(Data provided)
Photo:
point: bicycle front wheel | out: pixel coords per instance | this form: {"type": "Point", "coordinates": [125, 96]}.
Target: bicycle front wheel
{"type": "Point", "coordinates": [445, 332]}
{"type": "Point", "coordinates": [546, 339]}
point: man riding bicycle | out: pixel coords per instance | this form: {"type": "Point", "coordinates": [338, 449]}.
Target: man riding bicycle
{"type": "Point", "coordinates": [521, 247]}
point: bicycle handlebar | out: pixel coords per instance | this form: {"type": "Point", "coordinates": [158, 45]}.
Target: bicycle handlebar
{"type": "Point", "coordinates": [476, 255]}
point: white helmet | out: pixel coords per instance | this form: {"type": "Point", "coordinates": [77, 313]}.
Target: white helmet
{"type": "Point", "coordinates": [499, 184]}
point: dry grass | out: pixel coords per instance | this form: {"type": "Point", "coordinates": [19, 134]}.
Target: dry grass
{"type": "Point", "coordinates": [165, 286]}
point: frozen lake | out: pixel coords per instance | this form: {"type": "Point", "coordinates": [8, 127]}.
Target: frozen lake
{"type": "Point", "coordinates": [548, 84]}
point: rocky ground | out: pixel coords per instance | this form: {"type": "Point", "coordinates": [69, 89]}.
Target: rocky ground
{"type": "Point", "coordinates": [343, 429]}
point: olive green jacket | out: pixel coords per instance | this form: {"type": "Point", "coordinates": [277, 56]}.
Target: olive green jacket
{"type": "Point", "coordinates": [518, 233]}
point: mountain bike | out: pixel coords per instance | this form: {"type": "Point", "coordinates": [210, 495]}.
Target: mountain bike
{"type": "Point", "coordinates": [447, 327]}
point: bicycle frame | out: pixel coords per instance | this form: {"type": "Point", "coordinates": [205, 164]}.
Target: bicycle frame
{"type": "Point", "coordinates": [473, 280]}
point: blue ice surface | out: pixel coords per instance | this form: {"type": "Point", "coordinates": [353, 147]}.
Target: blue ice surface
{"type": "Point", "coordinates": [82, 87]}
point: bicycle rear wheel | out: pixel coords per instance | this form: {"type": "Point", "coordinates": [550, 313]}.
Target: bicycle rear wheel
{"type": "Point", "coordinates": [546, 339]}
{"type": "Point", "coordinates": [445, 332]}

(Activity) Line by line, transcribe all of the records exactly.

(Final answer)
Photo:
point: bicycle front wheel | out: pixel coords per instance | this form: {"type": "Point", "coordinates": [125, 96]}.
Target: bicycle front wheel
{"type": "Point", "coordinates": [445, 332]}
{"type": "Point", "coordinates": [546, 339]}
point: man riding bicycle | out: pixel coords per instance | this form: {"type": "Point", "coordinates": [338, 449]}.
Target: man riding bicycle
{"type": "Point", "coordinates": [521, 247]}
point: bicycle handlebar | out: pixel coords per instance | this form: {"type": "Point", "coordinates": [158, 45]}.
Target: bicycle handlebar
{"type": "Point", "coordinates": [476, 255]}
point: white helmet | out: pixel coords per instance | this form: {"type": "Point", "coordinates": [77, 313]}.
Target: white helmet
{"type": "Point", "coordinates": [499, 184]}
point: dry grass | out: pixel coords per instance | this form: {"type": "Point", "coordinates": [19, 134]}.
Target: dry grass
{"type": "Point", "coordinates": [165, 286]}
point: frozen lake | out: pixel coords per instance | this form: {"type": "Point", "coordinates": [8, 127]}.
Target: frozen lake
{"type": "Point", "coordinates": [548, 84]}
point: rocky ground | out: pixel coords per instance | this form: {"type": "Point", "coordinates": [69, 89]}.
Target: rocky ground
{"type": "Point", "coordinates": [343, 429]}
point: olive green jacket | out: pixel coords per instance | this form: {"type": "Point", "coordinates": [277, 56]}.
Target: olive green jacket
{"type": "Point", "coordinates": [518, 233]}
point: mountain bike | out: pixel coords per instance | this form: {"type": "Point", "coordinates": [210, 495]}.
Target: mountain bike
{"type": "Point", "coordinates": [447, 327]}
point: bicycle frame | out: pixel coords per instance | this form: {"type": "Point", "coordinates": [205, 164]}.
Target: bicycle frame
{"type": "Point", "coordinates": [473, 280]}
point: blue ice surface | out: pixel coords per instance | this form: {"type": "Point", "coordinates": [353, 147]}.
Target: blue ice surface
{"type": "Point", "coordinates": [82, 87]}
point: bicycle rear wheel | out: pixel coords per instance | this form: {"type": "Point", "coordinates": [550, 313]}.
Target: bicycle rear wheel
{"type": "Point", "coordinates": [546, 339]}
{"type": "Point", "coordinates": [445, 332]}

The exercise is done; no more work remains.